### What you have to do:
From the line that holds "line in the photo above." to the last line of the data, copy everything exactly; leave out all the rest.

### Data to examine:
····················
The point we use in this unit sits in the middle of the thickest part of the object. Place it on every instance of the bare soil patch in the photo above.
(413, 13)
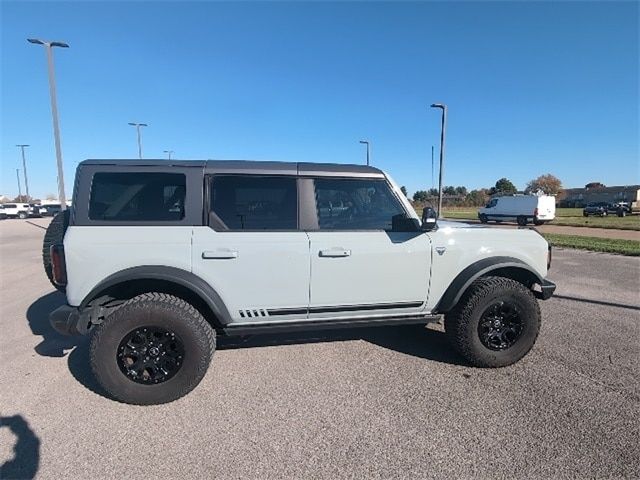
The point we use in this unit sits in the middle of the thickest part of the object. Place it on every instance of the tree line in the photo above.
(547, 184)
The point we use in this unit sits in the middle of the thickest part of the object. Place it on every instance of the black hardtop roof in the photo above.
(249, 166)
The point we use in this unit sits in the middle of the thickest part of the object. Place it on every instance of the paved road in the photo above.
····················
### Finished task:
The point we use in this unit sits in the middle of the thickest part of the object. Place it on every instance of the tree line in the photo above.
(547, 184)
The point we use in this unit sits in the middle of the thickest part of the object. Place it on every instance of the black hardtop roof in the photo above.
(249, 166)
The point we use in this unit sits in the middle of the thickest part of the object. Place it on every instance of the paved road in the photo above.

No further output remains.